THE PROBLEM
Retype every entry below exactly as it stands.

[Items from a data source]
⟨
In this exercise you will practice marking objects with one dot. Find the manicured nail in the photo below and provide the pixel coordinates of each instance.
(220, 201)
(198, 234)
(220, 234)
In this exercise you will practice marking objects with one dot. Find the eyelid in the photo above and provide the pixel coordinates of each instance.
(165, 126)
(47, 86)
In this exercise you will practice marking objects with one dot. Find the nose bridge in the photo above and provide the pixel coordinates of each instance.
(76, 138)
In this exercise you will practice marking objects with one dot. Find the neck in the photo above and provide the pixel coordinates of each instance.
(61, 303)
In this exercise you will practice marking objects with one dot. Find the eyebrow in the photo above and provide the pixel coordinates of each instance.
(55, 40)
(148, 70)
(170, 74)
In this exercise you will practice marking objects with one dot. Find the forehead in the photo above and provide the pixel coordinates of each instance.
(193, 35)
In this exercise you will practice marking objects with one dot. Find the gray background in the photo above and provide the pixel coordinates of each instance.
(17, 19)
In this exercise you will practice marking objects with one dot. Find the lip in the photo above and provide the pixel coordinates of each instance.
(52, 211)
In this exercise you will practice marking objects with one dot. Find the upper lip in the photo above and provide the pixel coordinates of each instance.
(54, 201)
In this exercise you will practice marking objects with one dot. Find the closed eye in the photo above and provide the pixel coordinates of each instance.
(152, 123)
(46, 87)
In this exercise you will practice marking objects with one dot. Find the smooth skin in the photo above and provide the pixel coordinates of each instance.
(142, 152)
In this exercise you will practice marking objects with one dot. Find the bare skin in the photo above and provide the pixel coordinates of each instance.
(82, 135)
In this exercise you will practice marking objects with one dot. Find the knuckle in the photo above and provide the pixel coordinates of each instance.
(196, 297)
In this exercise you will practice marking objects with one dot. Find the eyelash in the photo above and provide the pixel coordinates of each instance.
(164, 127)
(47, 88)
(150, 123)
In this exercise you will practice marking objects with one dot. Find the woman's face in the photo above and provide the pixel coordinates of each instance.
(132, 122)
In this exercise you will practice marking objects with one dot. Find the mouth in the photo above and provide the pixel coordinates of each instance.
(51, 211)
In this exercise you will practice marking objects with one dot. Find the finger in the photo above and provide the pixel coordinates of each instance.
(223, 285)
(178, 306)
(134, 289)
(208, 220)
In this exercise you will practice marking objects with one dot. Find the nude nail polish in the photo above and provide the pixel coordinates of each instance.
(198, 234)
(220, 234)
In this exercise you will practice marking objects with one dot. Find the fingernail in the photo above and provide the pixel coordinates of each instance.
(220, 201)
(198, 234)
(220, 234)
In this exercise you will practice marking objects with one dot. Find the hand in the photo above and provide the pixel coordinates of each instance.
⟩
EXPECTED ANSWER
In this exercise you will practice marking objects with one dot. Find the manicured nail in the photo below and provide the pixel coordinates of each instance.
(220, 201)
(198, 234)
(220, 234)
In this exercise you will practice marking objects with one dot. Find the eyelid in the photo above and provide the pixel coordinates of each instance.
(165, 126)
(47, 86)
In this exercise you will practice marking objects with one dot. Find the nose bridge in the photo above and provide the pixel coordinates of each instance.
(76, 138)
In this exercise you will practice marking objects with one dot. Find the neck in the photo above and provide the pixel coordinates of each instance.
(61, 303)
In this exercise you will practice marking objects with one dot. Find the eyebrow in the photo above and provide the pixel coordinates of each instance.
(55, 40)
(148, 70)
(170, 74)
In this exercise you will practice marking objects with one dot. Find the forehead in the photo above and provide the pixel coordinates of each instance.
(193, 35)
In this exercise you will practice marking objects with one dot. Find the gray background in the photo above and provide the pixel coordinates of each instance.
(17, 19)
In this exercise you will practice marking objects with one dot. Find the lip in the photo above and provide the pixel coordinates of each instance.
(52, 211)
In this exercise you will practice marking objects with one dot. Find the upper lip in the photo above and provide the pixel coordinates of each instance.
(54, 201)
In this exercise you will practice marking objects with one dot. Find the closed eye in the photo above and provide the pixel coordinates of each instance.
(152, 123)
(46, 87)
In this exercise you will practice marking objects with one dot. Find the smooth skin in the photo above and provide the pixel coordinates of each instance.
(142, 152)
In this exercise you will practice marking objects with one dot. Find the bare skin in the photo above and provide the pixel coordinates of each instance.
(82, 135)
In this exercise you will practice marking objects with one dot. Find the knuckle in the photo above and provide the pixel coordinates of each instance.
(196, 297)
In this exercise you will practice marking objects with one dot. Find the eyelash in the photo above and provide the pixel coordinates of each instance.
(164, 127)
(47, 88)
(150, 123)
In this exercise you will practice marking objects with one dot. Find the woman's face in the photo above and provide the pixel coordinates of each instance.
(132, 122)
In this exercise you will practice marking objects with one dot. Find the mouth in the photo above and provide the pixel coordinates of each instance.
(51, 211)
In this exercise you will practice marking objects with one dot. Find the finger in the photo above and provide the pixel coordinates of each instance.
(223, 285)
(178, 306)
(134, 289)
(208, 220)
In this exercise you will practice marking objects with one dot. Find the nude nail polish in the photo above and provide the pixel coordinates of each instance.
(198, 234)
(220, 234)
In this exercise you will practice marking objects with one dot. Find the fingernail in the photo above and provide the pixel coordinates of each instance.
(220, 201)
(198, 234)
(220, 234)
In this exercise you will practice marking objects with one dot. Find the hand in the photo above and provide the pixel coordinates of each instance.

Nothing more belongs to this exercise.